Goal: Copy the entries below verbatim, from the first line down through the line containing "(1159, 297)".

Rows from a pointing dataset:
※

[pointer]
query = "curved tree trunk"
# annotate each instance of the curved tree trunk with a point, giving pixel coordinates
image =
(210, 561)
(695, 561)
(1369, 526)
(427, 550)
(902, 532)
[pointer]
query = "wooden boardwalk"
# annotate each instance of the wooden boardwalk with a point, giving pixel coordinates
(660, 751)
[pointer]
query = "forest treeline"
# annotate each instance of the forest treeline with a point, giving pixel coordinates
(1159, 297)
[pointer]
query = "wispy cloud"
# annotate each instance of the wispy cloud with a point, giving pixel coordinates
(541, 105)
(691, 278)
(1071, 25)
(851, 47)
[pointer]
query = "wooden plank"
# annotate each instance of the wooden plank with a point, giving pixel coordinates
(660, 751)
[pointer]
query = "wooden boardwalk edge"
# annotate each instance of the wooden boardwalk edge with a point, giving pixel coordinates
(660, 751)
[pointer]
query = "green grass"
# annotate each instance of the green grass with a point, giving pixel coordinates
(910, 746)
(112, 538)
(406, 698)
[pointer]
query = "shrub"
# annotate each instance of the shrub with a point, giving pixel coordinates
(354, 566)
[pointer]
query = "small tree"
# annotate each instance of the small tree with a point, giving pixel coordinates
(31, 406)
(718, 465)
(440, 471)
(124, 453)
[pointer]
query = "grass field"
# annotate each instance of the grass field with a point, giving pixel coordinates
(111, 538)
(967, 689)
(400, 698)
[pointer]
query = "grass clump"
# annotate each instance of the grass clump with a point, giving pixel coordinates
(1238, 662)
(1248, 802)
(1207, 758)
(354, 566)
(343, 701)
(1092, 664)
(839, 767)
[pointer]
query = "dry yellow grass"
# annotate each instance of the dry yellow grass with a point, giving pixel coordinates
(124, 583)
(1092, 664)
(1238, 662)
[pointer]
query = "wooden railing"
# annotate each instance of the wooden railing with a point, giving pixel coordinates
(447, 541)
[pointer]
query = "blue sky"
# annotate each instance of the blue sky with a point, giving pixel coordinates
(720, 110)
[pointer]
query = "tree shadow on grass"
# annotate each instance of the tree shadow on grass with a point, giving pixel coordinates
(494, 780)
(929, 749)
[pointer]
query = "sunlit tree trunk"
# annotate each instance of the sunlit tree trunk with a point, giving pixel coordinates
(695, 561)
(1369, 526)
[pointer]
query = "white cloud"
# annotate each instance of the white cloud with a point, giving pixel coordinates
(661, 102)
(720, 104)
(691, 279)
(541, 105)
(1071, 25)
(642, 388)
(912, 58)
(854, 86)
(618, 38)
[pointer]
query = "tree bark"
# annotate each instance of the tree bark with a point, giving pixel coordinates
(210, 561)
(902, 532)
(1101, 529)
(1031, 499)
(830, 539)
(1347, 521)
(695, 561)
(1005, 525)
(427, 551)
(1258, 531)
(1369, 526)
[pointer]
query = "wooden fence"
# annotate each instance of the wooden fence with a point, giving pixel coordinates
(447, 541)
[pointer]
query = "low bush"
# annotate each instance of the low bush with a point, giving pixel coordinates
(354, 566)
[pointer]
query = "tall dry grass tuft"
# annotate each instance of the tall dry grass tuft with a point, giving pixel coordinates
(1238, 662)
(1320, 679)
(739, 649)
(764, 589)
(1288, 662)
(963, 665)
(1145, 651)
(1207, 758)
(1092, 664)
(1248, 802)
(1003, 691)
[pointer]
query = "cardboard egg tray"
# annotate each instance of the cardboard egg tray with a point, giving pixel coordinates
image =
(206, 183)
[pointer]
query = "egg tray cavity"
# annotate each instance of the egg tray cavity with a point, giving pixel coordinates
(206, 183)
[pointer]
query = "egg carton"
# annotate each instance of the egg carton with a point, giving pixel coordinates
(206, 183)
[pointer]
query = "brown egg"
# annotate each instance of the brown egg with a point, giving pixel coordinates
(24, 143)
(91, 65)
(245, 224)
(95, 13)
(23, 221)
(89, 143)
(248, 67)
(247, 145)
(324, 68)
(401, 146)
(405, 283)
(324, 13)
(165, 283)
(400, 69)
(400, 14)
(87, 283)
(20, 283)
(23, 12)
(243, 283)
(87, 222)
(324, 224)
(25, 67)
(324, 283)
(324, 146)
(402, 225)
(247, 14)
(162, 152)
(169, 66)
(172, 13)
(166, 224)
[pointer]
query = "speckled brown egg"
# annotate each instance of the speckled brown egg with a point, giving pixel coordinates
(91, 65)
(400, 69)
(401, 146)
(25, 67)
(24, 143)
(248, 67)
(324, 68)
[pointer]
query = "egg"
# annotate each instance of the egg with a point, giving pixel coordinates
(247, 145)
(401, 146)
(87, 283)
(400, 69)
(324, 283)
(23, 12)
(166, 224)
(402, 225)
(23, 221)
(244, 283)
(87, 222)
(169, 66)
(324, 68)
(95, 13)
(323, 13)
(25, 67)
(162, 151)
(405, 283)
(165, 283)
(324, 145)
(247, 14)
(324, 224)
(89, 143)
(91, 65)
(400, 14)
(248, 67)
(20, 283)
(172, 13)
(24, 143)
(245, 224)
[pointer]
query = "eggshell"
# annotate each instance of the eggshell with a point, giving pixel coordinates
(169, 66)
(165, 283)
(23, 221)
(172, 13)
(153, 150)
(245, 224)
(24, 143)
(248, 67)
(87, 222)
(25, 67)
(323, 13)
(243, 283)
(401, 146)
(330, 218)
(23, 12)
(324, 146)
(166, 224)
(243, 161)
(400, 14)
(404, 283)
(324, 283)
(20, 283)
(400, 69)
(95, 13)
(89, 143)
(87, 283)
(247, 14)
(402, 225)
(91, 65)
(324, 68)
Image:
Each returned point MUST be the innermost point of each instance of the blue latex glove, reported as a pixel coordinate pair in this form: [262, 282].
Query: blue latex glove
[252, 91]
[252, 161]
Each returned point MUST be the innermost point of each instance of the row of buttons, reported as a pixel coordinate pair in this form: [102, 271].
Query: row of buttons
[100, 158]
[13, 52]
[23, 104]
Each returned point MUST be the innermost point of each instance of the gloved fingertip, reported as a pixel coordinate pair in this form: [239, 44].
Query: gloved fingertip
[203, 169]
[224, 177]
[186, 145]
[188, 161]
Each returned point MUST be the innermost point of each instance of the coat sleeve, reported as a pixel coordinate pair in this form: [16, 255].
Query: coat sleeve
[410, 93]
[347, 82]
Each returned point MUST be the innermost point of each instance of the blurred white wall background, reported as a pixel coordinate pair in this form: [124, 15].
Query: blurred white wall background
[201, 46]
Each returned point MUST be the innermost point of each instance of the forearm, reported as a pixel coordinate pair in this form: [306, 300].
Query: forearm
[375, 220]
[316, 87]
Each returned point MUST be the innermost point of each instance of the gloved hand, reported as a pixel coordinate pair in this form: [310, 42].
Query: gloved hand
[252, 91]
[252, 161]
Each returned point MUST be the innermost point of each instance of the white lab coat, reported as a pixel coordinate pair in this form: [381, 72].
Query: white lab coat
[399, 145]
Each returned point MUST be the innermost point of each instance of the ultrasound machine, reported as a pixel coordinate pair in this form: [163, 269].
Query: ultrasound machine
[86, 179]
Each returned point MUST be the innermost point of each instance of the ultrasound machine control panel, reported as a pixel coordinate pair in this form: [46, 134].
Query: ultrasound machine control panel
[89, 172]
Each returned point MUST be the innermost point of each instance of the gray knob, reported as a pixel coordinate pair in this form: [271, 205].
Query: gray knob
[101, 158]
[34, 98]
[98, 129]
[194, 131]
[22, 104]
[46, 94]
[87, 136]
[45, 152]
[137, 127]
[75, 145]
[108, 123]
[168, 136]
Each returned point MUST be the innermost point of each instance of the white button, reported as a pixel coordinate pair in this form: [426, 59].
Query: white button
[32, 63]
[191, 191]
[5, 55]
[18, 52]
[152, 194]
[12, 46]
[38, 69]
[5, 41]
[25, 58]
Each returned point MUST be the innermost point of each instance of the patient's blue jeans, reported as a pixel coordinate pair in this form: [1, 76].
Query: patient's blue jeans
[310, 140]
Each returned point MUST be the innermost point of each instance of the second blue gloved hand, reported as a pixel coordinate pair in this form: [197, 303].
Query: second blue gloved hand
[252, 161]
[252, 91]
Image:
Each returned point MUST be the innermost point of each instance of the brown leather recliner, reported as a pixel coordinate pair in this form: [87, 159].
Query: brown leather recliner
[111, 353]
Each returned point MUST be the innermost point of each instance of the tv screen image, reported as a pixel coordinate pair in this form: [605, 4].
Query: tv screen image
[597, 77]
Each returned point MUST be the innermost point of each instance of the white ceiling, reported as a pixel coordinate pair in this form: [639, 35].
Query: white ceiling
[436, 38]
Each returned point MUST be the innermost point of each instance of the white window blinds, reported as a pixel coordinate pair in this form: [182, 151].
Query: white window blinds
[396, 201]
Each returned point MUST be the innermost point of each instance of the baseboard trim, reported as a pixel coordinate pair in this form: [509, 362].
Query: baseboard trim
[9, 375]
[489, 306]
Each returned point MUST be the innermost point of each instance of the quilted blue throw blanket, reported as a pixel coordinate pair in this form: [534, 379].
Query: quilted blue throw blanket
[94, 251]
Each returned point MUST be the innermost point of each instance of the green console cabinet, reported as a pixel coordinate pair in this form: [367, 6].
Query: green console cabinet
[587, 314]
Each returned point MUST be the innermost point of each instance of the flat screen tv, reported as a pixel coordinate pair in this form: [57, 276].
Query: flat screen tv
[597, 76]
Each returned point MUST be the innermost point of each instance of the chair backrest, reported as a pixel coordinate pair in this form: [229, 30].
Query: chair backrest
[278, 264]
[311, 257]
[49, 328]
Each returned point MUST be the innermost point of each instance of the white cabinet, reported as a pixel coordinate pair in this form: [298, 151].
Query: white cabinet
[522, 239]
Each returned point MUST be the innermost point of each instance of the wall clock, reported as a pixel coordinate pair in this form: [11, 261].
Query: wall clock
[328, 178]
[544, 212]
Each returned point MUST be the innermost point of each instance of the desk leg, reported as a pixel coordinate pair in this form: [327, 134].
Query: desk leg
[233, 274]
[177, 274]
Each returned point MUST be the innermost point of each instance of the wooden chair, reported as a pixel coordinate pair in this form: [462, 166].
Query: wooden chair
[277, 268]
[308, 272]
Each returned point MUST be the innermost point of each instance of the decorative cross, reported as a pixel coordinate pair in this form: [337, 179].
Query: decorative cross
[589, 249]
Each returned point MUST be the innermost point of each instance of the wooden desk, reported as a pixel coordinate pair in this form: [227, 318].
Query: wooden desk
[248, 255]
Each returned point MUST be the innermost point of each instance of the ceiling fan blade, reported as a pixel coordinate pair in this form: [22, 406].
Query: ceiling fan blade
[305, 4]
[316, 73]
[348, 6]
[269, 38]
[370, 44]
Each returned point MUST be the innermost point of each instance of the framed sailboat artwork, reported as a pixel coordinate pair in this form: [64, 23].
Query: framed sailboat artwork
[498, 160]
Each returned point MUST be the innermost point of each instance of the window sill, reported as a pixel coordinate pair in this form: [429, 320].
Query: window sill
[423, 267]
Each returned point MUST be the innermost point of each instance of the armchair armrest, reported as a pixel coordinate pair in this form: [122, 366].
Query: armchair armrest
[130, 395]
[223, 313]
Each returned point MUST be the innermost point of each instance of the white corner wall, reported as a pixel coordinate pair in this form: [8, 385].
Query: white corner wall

※

Exercise response:
[pointer]
query = "curved tree trunk"
# annotate each instance of the curved tree trunk with a point, giving pixel coordinates
image =
(210, 561)
(695, 561)
(1369, 526)
(427, 550)
(902, 532)
[pointer]
query = "wooden boardwalk"
# annotate each instance of the wooden boardwalk with a point, giving pixel coordinates
(660, 751)
[pointer]
query = "forest treeline"
# annotate each instance of the forest treeline with a point, giving pixel coordinates
(1159, 297)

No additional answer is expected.